» **GIVEN PROBLEM**
Continue the forum thread below about building an enclosure for a python, picking up where it stops, before the entries that follow it.

» **EXCERPT**
• • • • • • •

# Jerked around by shop, now have to build my own



## Trouta (Dec 16, 2011)

Gday guys for the last 5 weeks ive had my new snake tank on order and fully paid for only to be told after 5 weeks they dont make them anymore from the shop

My mate has offered to build me one, as im not a handy man ive never even thought of attempting one, but seeing he is offering i thought i would find out what type of wood do u make them from and also painting/treating wood what do you also use.

looking at dimmensions of 100cm high by 80 wider and 80 deep for my murray darling python of 2.2 metres long

so what kind of wood do i need to supply him and if not allready coloured what kind of paint do i need to paint it

thx guys


----------



## Chris1 (Dec 16, 2011)

you'd wanna have wide doorways!!


----------



## saximus (Dec 16, 2011)

Melamine is always good. It is already very well sealed against moisture and looks pretty good too IMO. Otherwise just about any timber will do as long as you seal it against moisture. Generally clear epoxy works well over any typical water based paint so you can make it whatever colour you like


----------



## Trouta (Dec 16, 2011)

So there is no "special" paint you need to buy? Doesnt matter if it heats up, wont admit a odour or dangerous chemical into the enclosure?


----------



## saximus (Dec 16, 2011)

That's the good thing about epoxy. It will seal it well and once it has dried there won't be any more chemicals released


----------



## Trouta (Dec 16, 2011)

So Melamine is the go, which im presuming is a natural wood colour, so if i want to paint the Melamine i can with what ever paint i want just as long as i put expoxy over the dried layer of paint?


----------



## saximus (Dec 16, 2011)

Oh no sorry melamine is already sealed and isn't wood colour. It's particle board sandwiched between melamine layers. Have a look here: Melamine faced Particleboard - Particleboard - Building Products, MDF, Plywood & Benchtop Surface Materials - Gunnersens Australia


----------



## Trouta (Dec 16, 2011)

looks very nice, does it only come in white?? im kinda wanting my tank black, so would i need to look at another wood im presuming ya cant paint over melamine, thx saximus


----------



## saximus (Dec 16, 2011)

You can get it in black it's just much harder to find. Try Google then call around timber places. Maybe someone can order it for you if they don't have it


----------



## Ryant16 (Dec 16, 2011)

Trouta said:


> looks very nice, does it only come in white?? im kinda wanting my tank black, so would i need to look at another wood im presuming ya cant paint over melamine, thx saximus




you can get different coloured melamine but its difficult to come by but on many occassions i have seen black melamine. you can paint over it but it makes the paint go all funny and doesnt look too flash afterwards.


----------



## Trouta (Dec 16, 2011)

• • • • • • •

» **EXCERPTED RECORDS**
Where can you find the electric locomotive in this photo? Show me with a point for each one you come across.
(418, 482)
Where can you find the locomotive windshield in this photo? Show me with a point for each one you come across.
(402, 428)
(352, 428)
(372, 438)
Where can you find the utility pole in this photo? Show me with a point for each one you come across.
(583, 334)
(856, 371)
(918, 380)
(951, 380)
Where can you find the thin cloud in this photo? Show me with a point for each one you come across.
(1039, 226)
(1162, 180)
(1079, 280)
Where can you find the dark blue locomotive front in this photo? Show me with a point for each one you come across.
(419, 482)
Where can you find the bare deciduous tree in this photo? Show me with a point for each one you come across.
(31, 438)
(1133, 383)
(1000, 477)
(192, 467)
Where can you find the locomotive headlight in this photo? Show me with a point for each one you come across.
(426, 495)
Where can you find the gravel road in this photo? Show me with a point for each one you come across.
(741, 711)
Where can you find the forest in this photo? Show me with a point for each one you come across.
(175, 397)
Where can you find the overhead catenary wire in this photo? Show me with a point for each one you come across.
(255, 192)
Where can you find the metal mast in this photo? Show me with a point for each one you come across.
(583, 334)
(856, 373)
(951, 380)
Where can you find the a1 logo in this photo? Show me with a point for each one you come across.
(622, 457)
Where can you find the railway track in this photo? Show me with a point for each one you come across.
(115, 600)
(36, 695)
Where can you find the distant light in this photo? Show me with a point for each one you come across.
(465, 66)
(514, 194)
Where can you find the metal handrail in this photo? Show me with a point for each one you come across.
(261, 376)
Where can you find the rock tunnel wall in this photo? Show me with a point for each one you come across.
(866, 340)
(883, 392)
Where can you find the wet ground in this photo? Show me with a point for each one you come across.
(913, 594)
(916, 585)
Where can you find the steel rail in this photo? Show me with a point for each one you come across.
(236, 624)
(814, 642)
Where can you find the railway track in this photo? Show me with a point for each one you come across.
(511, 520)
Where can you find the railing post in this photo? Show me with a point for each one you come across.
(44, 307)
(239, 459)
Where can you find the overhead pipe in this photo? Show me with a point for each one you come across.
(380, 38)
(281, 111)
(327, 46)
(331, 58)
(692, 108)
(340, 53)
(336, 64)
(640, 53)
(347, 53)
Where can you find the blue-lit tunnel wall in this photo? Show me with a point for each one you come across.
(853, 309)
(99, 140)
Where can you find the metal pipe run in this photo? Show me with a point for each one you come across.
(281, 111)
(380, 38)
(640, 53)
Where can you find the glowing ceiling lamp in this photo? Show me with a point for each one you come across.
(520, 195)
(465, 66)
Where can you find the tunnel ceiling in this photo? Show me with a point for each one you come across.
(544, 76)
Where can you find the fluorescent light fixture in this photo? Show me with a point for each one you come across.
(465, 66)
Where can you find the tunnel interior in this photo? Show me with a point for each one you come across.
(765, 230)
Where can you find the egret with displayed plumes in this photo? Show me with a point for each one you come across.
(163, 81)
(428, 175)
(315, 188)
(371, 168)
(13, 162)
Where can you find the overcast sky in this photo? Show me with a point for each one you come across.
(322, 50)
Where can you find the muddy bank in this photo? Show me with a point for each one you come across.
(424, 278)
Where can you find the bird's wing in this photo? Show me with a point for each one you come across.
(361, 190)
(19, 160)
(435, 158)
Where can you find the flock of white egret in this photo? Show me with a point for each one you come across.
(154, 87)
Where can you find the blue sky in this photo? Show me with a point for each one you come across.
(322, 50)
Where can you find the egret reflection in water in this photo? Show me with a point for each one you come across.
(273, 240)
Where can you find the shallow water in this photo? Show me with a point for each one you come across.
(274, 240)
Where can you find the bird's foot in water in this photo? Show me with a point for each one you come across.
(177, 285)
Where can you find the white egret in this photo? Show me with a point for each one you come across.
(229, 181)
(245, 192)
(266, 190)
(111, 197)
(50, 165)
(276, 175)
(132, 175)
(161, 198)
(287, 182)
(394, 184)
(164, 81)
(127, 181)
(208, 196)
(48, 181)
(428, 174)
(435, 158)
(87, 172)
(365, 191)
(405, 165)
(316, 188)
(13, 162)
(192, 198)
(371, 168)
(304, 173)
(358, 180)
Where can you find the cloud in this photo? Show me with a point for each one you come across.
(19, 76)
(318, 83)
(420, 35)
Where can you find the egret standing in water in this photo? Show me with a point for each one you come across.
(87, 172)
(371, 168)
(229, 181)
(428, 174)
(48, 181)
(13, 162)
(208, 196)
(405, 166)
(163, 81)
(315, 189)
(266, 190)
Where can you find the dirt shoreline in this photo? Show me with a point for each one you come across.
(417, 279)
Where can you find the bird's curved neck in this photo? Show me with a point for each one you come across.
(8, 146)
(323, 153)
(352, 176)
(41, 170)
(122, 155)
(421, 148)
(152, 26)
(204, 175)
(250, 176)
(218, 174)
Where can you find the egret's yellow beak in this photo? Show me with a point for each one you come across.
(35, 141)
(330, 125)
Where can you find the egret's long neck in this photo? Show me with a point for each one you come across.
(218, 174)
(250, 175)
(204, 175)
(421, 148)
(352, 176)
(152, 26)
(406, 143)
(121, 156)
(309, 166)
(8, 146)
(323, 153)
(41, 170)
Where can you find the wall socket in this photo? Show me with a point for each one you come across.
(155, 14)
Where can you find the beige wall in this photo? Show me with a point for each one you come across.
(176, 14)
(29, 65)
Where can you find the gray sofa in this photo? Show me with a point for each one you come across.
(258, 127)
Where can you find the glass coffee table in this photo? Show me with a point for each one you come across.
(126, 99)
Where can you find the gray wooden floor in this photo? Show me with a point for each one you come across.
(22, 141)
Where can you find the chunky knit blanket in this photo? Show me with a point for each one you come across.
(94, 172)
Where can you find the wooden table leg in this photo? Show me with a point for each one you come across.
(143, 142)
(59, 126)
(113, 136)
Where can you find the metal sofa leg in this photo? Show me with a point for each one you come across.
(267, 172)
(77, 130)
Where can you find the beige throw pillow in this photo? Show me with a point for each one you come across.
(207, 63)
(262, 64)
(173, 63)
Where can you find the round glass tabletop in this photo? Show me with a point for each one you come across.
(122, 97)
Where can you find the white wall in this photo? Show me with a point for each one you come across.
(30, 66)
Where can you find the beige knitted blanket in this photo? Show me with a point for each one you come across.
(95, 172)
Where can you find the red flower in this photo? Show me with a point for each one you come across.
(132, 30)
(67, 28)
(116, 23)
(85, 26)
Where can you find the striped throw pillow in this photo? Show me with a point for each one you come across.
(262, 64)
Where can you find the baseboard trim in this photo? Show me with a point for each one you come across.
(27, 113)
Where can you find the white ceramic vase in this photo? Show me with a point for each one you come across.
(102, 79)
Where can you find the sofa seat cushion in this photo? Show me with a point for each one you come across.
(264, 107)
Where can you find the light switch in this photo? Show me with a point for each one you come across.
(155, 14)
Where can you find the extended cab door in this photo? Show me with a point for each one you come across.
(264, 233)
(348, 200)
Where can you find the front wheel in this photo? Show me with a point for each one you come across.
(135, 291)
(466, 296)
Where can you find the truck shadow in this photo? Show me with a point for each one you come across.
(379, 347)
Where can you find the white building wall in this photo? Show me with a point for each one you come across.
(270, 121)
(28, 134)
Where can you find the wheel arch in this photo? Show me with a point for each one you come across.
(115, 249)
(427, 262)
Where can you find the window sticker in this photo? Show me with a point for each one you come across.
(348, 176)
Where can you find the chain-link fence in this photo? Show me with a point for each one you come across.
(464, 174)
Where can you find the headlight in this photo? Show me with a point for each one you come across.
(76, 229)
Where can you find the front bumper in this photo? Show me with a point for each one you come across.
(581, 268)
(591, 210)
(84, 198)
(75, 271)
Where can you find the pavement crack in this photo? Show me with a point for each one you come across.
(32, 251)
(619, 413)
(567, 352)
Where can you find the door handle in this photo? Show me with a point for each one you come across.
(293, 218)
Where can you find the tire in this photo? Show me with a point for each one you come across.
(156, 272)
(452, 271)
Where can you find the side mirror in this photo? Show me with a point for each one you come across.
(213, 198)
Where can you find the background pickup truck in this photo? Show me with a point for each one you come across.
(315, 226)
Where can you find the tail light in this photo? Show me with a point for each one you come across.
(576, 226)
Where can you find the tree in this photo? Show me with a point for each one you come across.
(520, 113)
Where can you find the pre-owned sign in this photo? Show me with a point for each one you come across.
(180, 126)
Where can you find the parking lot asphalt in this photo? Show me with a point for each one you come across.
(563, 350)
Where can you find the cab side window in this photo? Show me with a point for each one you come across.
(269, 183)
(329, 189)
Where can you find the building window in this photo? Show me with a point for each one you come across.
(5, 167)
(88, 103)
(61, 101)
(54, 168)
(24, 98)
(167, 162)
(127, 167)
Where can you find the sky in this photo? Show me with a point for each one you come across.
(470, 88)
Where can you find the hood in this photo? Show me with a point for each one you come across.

• • • • • • •

» **RESULT OF THE EXERCISE**
Ok thanks boys, one more question i think, would i be better screwing the bits toghether or glueing them?? im just so new to this and am so worried about dangerous chemicals going into the enclosure under the heat lamp


----------



## saximus (Dec 16, 2011)

Screws are fine but if you go with melamine make sure you drill pilot holes because the particle board will chip and break really easily


----------



## Ryant16 (Dec 16, 2011)

Trouta said:


> Ok thanks boys, one more question i think, would i be better screwing the bits toghether or glueing them?? im just so new to this and am so worried about dangerous chemicals going into the enclosure under the heat lamp



as saximus said melamine is very strong and durable but it chips and cracks very easily also. pre-drilled are a must. 
let it air out for as long as possible and wash it down with a wet cloth and then you will be fine. remember ventilation and the wiring (presuming it will be wired) needs to be done by qualified electricians in some states. especially if you have excess moisture inside the cage. zappppp zappp = no good


----------



## Trouta (Dec 16, 2011)

Ok thx Saximus, just getting all the info for my carpenter mate, really appreciated your imput thx again


----------



## saximus (Dec 16, 2011)

No worries mate. Hopefully we can help if you have any more questions too. 
You have to show us pics when it's done too. It's an APS rule


----------



## Trouta (Dec 16, 2011)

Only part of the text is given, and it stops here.